Change "dirt trail" to "gravel path" everywhere in the records and reproduce them with every other word unchanged.
───── EXERCISE INPUT
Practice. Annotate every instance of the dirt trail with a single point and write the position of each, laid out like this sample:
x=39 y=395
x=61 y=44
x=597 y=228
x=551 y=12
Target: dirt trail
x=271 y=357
──────────
ANSWER FOR THE TASK >>
Practice. Annotate every instance of the gravel path with a single point and write the position of each, laid out like this sample:
x=39 y=395
x=61 y=44
x=597 y=228
x=551 y=12
Target: gravel path
x=271 y=357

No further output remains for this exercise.